問題文 A
下のリストで、「target」という語を含む行はいくつありますか。数だけを答えてください。

読む文章
ジャパリ星雲 トキワの国

好きな時に好きなことを語るブログ

それでいいのか、フジオプロ

2023-07-18 21:07:00 | 赤塚不二夫
本件は、実際に起こっていること自体は些細なことかもしれません。

しかし、「おそ松くん」という作品や赤塚不二夫先生本人の尊厳にも関わってくる重大な事案であると考えています。


結論から述べると、
現在、赤塚不二夫公認サイトでは

故人である赤塚先生の意向に反する一方的な設定改変を行った上で、かつその内容を「赤塚先生お墨付き」ということにして掲載している

可能性が非常に高いです。



本文をお読みいただく前に。

こちらの記事では、以前の記事と同様の問題を取り扱っています。

内容自体も大まかには共通していますが、記事としてはこちらの方がより「決定版」となるようまとめてあります。

最初に皆様にお願いがあります。

今回の記事や、前回の記事を見て、この件に関して「良くない」と思ってくださった方は、赤塚不二夫公認サイトの問い合わせ用メールアドレス宛に、意見を送っていただきたいのです。(※利用規約〈このサイトについて〉のページに記載あり)

伝われば、声が大きくなれば、変わることもあるかもしれません。
私は既に、メールを送っています。


私は解決するまで、この問題について発信を続けます。

前置きここまで。




「赤塚不二夫公認サイト これでいいのだ‼︎」(以下、公認サイト)は、故・赤塚不二夫先生が立ち上げた事務所・フジオプロが運営する、赤塚先生や赤塚漫画のことを取り扱うオフィシャルサイトだ。
そこにはコンテンツとして、作品に登場するキャラクターたちの紹介もある。


2023年に入ってからのことだ。

抽出データ
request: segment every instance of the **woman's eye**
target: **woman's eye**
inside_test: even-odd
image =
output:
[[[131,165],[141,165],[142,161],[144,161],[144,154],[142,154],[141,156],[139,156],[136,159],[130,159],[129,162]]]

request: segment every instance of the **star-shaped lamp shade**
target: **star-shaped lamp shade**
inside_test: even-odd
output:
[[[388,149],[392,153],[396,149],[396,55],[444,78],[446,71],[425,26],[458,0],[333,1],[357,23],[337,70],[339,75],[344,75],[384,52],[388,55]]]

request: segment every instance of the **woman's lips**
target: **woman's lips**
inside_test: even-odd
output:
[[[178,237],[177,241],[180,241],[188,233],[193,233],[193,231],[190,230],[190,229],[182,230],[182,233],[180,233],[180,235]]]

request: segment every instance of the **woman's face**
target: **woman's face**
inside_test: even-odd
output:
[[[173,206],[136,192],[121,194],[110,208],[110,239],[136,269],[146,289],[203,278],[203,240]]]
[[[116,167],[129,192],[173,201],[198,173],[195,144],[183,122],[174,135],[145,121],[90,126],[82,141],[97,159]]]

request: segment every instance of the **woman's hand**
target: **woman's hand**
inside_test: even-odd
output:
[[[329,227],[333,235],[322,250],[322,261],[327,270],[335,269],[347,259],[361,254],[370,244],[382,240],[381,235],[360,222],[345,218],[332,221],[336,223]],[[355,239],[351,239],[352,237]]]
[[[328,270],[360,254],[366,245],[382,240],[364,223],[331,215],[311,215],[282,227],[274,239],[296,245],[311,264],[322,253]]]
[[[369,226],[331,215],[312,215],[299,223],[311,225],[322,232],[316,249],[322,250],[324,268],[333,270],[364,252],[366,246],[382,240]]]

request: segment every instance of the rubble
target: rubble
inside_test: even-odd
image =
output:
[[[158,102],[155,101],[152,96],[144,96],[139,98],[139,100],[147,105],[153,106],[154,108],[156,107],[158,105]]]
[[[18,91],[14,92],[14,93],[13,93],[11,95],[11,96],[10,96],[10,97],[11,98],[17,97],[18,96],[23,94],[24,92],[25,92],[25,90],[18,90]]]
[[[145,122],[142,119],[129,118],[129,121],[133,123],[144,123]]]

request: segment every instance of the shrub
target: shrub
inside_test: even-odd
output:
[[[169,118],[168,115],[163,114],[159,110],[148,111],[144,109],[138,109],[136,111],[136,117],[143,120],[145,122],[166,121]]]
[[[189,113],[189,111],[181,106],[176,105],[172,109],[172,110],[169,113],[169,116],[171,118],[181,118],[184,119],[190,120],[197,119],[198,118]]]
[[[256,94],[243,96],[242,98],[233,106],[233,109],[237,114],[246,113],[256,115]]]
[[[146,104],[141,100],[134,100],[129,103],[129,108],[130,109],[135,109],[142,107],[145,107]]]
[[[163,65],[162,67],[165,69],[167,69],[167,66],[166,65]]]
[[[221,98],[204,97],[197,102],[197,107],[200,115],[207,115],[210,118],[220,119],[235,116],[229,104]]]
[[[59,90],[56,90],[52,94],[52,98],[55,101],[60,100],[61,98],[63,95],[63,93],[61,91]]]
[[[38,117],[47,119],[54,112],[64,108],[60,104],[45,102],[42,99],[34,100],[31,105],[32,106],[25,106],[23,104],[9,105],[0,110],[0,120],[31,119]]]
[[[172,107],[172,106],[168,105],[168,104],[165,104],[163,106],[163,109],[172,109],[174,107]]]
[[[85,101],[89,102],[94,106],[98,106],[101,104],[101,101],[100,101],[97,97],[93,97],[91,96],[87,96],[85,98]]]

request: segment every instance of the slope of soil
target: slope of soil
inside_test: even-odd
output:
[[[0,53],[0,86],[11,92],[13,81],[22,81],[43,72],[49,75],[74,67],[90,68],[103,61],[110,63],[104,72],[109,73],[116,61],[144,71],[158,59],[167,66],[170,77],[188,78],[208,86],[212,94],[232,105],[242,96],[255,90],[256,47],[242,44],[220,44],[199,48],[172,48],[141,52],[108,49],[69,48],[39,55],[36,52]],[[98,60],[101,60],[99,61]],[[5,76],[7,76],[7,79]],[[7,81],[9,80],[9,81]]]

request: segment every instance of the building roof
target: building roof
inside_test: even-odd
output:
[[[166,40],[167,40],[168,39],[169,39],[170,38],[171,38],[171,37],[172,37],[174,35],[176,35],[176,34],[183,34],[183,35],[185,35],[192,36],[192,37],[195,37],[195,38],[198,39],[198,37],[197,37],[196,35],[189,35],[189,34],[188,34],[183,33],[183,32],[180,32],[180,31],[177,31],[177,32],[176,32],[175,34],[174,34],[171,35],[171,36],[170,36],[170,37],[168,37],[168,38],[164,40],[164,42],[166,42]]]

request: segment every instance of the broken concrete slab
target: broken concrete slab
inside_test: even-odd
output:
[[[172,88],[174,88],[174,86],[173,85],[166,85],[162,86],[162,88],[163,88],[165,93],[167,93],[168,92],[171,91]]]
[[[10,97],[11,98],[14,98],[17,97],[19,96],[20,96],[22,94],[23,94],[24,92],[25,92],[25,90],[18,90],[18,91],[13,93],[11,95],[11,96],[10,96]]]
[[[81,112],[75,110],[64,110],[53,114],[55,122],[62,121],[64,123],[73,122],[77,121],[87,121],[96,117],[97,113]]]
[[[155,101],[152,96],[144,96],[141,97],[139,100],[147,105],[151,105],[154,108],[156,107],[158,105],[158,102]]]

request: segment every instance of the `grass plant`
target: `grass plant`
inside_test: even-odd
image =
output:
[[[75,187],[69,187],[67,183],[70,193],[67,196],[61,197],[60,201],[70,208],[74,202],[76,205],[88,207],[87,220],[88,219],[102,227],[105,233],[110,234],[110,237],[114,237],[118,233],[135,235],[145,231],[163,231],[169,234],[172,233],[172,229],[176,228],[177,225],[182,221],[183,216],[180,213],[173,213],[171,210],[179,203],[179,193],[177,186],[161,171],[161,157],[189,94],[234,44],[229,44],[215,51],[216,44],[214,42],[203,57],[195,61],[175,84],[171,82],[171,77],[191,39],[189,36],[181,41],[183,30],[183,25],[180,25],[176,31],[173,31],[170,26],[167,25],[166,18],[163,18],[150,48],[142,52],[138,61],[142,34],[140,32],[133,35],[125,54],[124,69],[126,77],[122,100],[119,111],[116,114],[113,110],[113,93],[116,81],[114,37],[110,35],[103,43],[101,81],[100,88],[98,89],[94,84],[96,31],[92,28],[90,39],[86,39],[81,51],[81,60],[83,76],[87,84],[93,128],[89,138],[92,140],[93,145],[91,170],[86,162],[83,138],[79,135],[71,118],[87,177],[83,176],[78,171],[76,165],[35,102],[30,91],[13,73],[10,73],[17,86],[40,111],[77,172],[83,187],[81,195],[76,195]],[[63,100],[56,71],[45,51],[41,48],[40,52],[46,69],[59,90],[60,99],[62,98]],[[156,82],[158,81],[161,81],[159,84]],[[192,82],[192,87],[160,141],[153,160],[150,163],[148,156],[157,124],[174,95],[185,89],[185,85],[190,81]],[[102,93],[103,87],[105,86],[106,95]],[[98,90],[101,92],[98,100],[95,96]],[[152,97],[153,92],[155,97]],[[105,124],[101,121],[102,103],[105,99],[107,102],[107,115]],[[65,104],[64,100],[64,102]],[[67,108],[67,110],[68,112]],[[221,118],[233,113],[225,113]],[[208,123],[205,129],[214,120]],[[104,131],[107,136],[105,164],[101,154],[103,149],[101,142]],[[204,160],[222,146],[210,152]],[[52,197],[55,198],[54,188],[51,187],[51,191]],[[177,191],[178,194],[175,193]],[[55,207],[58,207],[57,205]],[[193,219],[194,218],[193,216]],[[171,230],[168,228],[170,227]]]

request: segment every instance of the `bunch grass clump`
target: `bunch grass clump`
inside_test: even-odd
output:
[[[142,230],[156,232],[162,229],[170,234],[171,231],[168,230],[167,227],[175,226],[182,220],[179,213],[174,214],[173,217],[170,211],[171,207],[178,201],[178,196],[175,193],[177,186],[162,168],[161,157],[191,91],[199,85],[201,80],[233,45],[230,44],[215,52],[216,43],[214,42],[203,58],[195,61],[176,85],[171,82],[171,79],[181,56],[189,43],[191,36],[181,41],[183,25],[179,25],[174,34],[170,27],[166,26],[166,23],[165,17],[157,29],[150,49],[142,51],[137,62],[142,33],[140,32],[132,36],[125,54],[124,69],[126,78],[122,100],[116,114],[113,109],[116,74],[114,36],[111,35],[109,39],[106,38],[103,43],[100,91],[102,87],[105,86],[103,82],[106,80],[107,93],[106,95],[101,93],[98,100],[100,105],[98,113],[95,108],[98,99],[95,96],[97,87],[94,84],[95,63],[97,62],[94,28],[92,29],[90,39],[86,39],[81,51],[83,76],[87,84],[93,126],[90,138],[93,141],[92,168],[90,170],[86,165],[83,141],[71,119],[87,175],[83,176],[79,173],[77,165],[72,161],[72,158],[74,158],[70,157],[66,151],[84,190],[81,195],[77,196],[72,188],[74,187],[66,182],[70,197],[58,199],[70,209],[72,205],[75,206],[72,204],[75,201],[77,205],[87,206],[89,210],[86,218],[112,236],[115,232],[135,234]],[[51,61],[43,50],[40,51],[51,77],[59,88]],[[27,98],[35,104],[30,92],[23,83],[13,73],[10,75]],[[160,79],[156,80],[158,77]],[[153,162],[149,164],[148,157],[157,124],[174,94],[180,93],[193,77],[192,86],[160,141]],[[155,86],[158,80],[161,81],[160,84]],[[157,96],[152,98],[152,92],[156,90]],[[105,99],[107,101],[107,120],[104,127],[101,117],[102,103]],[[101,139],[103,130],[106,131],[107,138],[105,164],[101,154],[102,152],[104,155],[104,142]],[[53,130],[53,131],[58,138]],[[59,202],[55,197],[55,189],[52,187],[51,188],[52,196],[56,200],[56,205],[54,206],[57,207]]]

問題文 B
上に載せた、赤塚不二夫公認サイトをめぐるブログ記事を、最後の文の後から書き継いでください。

結果 A
12

結果 B
その中で、「おそ松くん」の六つ子6人分の紹介文が、それ以前まであったものから、大幅に書き換えられていたのだ。


具体的にどう変わったかは、アーカイブから比較してもらうのが手っ取り早いが、以前までは6人分にそれぞれちゃんとした説明があったのに、現在はやたらと「無個性」「違いがない」「順番不明」を強調した内容になっていることがおわかりいただけると思う。

これが、大きな問題を孕んでいるのである。
それも、単なる賛否では片付けられない、倫理的な問題までもが含まれているのだ。

私は、このままではいけないと強く考えている。
この件の問題点について、一つずつ説明していくので、長文になるがお読みいただきたい。


①赤塚先生の名前の不適切な利用

②六つ子のキャラクターに対するぞんざいな扱い

③六つ子各人はちゃんと"違う"

④「おそ松さん」に支配されゆく「おそ松くん」




①赤塚先生の名前の不適切な"利用"


順を追って説明した方がわかりやすい部分もあるが、問題の大きさを伝わりやすくするため、最も大きく問題視しているものから説明する。
後述する問題点も、最終的にはこのポイントに帰結する。

書き換えられた文章のうち、「おそ松」の紹介文に、赤塚先生の発言を引用したかのような部分がある。

"『もともと「六つ子」という設定が面白いだけでそれぞれの性格なんか知らないよー』と赤塚センセイ。"
というものだ。

これより後に説明する問題点は、(問題があることに変わりはないが)最終的には多かれ少なかれ「賛否」や「解釈違い」というポイントに行き着く部分がある。
今のフジオプロはこういう方針・解釈でいく、という表明をファン各々がどう捉えるか、ということだ。

しかし、そこに赤塚先生の名前を出されるとなると、話は大きく変わってくる。"今のフジオプロ"はそういう方針、で済ませられる話ではなくなるからだ。

大前提として、本当に赤塚先生はこんなことを言ったのか?という問題がある。これは、いつ、どこでの赤塚先生の発言なのかが、一切わからない。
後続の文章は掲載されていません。